In a world of uncertainties, our state’s governors can count on one constant: the relentless burden of the University of Connecticut Health Center.
The Farmington hospital has been losing vast amounts of money for decades. Gov. Ned Lamont, our first governor with a graduate degree in business, has spent years trying without success to get a large hospital network to takeover UConn Health.
A new, novel, and bad idea continues to gain momentum: purchase three money losing hospitals with UConn Health. Abracadabra, four hospitals that cannot on make money on their own will together begin to spin out profits with a $400 million investment from the public. The three hospitals, Bristol, Day Kimball in Putnam, and Waterbury are in a variety of dire straits. Waterbury, one of three hospitals owned by Prospect Medical Holdings, is under the jurisdiction of a Texas bankruptcy court.
Hartford Hospital’s healthcare network has submitted a bid to purchase Prospect’s other two hospitals, Manchester Memorial and Rockville, expanding its presence in greater Hartford.
Hartford HealthCare seeks to buy Manchester and Rockville hospitals. Documents show $86M offer
Connecticut communities have strong bonds with their local hospitals. Often, they are the largest employer and active in civic life. Most community hospitals have struggled to compete with large health networks. As medicine advances, so does the cost of more sophisticated equipment and the people to run it.
Connecticut has a lot of hospitals for a state its size. No one wants to say we have too many hospitals and name the ones that should close or be downgraded to offering limited services. Instead, our hospital system lurches when resistance to changes becomes too impractical or expensive. Hartford and Yale New Haven Health have absorbed failing hospitals. Neither has been willing to near the burden of owning UConn Health.
A consultant’s report concluded last year concluded that “UConn Health has generated sizeable losses over the past four years.” UConn Health’s future looks more difficult because “it is unable to generate cash flow to independently support growth initiatives” and “to support the capital needs of the organization.” Soldering three hospitals onto UConn Health, institutions in even worse financial condition than UConn, adds more costs to our expensive health care system.

Natural-language object grounding data:
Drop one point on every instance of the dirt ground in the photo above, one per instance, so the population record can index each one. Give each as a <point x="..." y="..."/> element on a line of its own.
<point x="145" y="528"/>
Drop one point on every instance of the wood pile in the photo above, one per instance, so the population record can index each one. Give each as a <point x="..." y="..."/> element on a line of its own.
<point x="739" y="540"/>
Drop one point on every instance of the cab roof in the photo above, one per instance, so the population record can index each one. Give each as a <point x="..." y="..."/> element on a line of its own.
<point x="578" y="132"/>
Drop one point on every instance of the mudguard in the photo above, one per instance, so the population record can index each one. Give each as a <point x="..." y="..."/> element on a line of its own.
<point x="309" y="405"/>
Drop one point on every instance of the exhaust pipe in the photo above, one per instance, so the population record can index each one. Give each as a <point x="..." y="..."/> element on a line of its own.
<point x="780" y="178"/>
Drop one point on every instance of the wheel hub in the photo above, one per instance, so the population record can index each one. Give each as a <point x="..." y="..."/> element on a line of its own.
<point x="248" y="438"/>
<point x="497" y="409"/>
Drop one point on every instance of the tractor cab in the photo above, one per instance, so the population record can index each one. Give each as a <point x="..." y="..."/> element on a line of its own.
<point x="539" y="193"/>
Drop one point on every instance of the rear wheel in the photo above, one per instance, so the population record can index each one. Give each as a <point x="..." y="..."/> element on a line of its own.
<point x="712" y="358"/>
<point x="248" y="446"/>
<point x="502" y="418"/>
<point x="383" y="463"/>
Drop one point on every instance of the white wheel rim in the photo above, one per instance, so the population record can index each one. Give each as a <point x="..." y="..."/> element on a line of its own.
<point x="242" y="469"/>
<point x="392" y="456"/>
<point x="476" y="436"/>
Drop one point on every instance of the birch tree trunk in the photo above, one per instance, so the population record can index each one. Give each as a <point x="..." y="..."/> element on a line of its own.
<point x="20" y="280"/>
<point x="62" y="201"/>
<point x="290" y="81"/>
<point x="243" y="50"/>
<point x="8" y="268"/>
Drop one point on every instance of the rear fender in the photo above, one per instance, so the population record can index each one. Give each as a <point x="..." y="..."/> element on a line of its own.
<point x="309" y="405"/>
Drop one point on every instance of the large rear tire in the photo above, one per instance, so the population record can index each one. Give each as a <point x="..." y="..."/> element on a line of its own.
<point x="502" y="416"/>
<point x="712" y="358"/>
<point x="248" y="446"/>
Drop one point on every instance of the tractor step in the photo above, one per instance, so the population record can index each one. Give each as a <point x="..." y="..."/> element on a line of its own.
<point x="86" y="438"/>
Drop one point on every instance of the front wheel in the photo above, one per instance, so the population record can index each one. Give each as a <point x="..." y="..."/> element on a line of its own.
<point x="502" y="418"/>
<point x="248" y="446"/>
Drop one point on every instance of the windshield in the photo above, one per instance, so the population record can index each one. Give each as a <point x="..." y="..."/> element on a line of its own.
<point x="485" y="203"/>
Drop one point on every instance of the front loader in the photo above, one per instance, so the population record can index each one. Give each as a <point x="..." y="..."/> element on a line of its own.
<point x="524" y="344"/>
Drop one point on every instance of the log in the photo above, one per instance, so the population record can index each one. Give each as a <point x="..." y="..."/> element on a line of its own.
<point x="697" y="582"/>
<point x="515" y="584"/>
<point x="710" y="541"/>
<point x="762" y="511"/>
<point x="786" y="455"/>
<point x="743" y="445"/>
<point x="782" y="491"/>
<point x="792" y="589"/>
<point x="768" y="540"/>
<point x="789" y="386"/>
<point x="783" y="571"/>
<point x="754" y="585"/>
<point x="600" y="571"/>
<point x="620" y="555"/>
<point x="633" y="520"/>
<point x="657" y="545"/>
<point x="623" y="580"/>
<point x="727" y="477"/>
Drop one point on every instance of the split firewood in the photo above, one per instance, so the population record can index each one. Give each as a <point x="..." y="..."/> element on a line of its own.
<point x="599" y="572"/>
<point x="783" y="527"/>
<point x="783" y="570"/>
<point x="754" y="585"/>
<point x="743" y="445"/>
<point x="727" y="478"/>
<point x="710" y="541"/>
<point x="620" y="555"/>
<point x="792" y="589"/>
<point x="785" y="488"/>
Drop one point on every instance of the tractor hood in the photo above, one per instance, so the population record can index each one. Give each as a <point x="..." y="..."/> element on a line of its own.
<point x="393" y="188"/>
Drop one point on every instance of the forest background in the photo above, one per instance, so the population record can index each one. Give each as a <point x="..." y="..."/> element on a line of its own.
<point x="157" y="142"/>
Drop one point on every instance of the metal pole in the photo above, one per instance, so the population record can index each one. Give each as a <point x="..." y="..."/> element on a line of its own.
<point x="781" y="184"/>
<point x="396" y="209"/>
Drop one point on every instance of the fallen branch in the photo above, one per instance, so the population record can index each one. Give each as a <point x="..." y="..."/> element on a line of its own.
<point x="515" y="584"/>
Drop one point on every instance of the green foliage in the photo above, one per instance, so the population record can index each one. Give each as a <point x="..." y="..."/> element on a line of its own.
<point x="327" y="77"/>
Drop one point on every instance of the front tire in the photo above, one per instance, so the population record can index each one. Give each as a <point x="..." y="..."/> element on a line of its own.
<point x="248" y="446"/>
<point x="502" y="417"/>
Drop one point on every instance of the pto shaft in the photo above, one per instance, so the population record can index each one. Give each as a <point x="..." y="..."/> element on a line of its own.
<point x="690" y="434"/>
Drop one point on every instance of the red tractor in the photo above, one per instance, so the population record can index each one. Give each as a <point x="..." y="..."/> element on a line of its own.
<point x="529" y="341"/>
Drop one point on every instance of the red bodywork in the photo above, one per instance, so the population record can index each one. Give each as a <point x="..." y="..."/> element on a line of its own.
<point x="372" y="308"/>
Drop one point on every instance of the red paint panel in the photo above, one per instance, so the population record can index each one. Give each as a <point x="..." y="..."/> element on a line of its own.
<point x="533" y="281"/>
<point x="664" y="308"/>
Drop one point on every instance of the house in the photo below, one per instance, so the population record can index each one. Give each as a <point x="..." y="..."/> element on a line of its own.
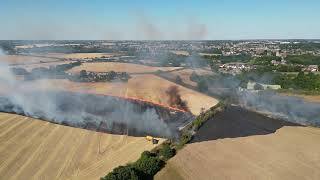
<point x="253" y="86"/>
<point x="311" y="68"/>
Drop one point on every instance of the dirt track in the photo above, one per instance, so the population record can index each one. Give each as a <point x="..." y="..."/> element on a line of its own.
<point x="34" y="149"/>
<point x="248" y="151"/>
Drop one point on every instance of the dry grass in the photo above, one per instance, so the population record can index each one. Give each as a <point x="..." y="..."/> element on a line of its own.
<point x="290" y="153"/>
<point x="186" y="73"/>
<point x="34" y="149"/>
<point x="114" y="66"/>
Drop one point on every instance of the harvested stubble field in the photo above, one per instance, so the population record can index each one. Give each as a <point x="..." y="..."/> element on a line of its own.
<point x="21" y="60"/>
<point x="81" y="55"/>
<point x="186" y="73"/>
<point x="119" y="67"/>
<point x="35" y="149"/>
<point x="147" y="87"/>
<point x="241" y="145"/>
<point x="29" y="67"/>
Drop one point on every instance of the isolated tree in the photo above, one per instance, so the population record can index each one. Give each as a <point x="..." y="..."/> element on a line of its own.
<point x="122" y="173"/>
<point x="166" y="152"/>
<point x="149" y="164"/>
<point x="258" y="86"/>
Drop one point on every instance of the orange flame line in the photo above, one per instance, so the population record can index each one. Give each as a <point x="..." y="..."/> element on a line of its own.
<point x="146" y="101"/>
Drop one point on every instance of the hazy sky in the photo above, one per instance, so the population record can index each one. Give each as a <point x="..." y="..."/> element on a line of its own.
<point x="159" y="19"/>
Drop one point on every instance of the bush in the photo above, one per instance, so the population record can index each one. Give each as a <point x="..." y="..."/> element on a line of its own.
<point x="122" y="173"/>
<point x="166" y="152"/>
<point x="148" y="164"/>
<point x="184" y="139"/>
<point x="178" y="80"/>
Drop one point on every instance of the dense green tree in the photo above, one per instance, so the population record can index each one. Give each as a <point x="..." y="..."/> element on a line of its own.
<point x="166" y="152"/>
<point x="122" y="173"/>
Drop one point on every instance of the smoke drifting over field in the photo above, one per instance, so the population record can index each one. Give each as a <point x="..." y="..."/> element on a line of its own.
<point x="80" y="109"/>
<point x="292" y="109"/>
<point x="175" y="98"/>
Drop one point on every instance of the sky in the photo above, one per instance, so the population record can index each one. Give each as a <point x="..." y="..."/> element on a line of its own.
<point x="159" y="19"/>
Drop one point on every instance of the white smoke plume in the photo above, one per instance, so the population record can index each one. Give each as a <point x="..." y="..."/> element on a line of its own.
<point x="74" y="108"/>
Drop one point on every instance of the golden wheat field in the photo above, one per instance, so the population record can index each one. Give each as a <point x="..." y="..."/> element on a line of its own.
<point x="81" y="55"/>
<point x="35" y="149"/>
<point x="186" y="73"/>
<point x="119" y="67"/>
<point x="289" y="153"/>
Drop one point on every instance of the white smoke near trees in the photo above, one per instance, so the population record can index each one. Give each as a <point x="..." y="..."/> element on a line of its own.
<point x="76" y="109"/>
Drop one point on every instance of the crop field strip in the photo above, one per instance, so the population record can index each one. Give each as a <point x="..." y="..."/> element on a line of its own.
<point x="34" y="149"/>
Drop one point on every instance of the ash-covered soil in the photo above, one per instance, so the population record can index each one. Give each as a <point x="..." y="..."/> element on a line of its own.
<point x="236" y="121"/>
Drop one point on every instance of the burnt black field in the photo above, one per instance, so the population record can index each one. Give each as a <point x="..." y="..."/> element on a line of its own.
<point x="236" y="121"/>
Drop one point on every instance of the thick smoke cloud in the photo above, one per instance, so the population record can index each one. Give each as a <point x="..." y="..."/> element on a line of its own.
<point x="76" y="109"/>
<point x="148" y="28"/>
<point x="292" y="109"/>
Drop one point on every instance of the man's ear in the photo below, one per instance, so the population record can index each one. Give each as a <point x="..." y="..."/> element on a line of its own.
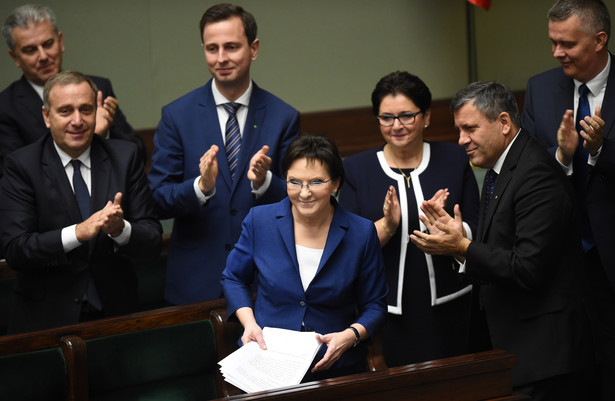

- [Work request 1]
Recast the paragraph of the UConn Health piece that begins "Connecticut communities have strong bonds" as a short bulleted list that keeps its main facts.
- [Work request 2]
Extend the UConn Health piece with one more paragraph that picks up after its final sentence.

- [Exercise result 1]
- Connecticut communities have strong bonds with their local hospitals, which are often the largest employer and active in civic life.
- Most community hospitals have struggled to compete with large health networks.
- As medicine advances, the cost of more sophisticated equipment and the people to run it rises too.

- [Exercise result 2]
Medical services that were only available in hospitals are now provided in satellite facilities, often in suburbs away from the hospital mother ship. UConn has been trying to adopt that model, which inevitably continues the migration away from the main hospital to the less expensive to operate satellites.
No one wants to be on the scene of a traumatic hospital closure, especially within a year of an election for governor. Monday was the centenary of the birth of one of freedom’s greatest champions, Margaret Thatcher. Her official biographer, Charles Moore, remarked Thursday at a forum on her life, she understood the precariousness of politics. “You need a sort of cunning about when to do things.” Lamont shares that knowledge from some harrowing campaigns he was on course to win and then suddenly was not. Three hospital closings would endanger the genial governor’s reputation for competence.
As has become his custom, state Comptroller Sean Scanlon accepted the poisoned chalice from Lamont and undertook the task of trying to figure out how to save four distressed hospitals. In many states, a lieutenant governor committed to performing a heavy lift of complicated public policy would want a challenging assignment. Connecticut does not have such a lieutenant governor, so Scanlon has become the reliable substitute. Lamont is not the only official who appreciates Scanlon’s willingness to immerse himself in complicated problems.
Some version close to Scanlon’s solution will advance. The state will be burdened with hundreds of millions of dollars in more debt now and far more in the future. The state’s power will be used to take patients from hospitals that are better run than the four that would comprise the new UConn system.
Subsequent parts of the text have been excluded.